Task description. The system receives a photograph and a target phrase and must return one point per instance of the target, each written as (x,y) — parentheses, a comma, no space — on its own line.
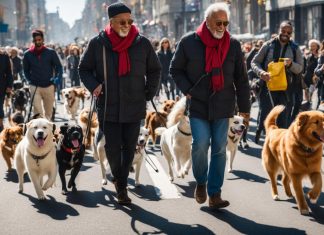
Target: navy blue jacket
(6,79)
(40,72)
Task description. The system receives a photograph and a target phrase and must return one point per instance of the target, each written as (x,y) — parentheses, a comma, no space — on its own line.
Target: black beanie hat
(117,8)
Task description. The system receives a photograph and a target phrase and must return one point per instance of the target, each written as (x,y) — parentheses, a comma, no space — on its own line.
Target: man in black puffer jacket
(132,77)
(208,68)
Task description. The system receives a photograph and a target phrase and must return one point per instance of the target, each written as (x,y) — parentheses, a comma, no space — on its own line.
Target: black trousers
(121,140)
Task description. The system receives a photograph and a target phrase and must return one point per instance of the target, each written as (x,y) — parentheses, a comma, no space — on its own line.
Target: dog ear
(302,119)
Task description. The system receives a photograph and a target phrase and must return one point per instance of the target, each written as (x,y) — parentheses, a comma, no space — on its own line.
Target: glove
(246,119)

▶ _Task to carry out_: Set down only these lines, exactly: the one containing "Target: man in black puffer jacket" and each line after it through the end of the entries above.

▶ _Solution to this problem_:
Target: man in black puffer jacket
(132,77)
(208,68)
Task description. The system receives a photograph and a target phrase and must return one point per instance of the target, each written as (x,y) — parentheses, a comma, no space — on its own line.
Target: black trousers
(121,140)
Task description. The system receives a photograph and a target phrase and must return one point per instance of the target, each written as (x,y) — parentheses, a comma, no space — on its own line.
Target: dog ear
(302,119)
Task description. The system receives a photograph and a target phrase and must return one point per instance of the target, each written as (x,y) — parentheses, a comma, no space — on its own line.
Target: glove
(246,119)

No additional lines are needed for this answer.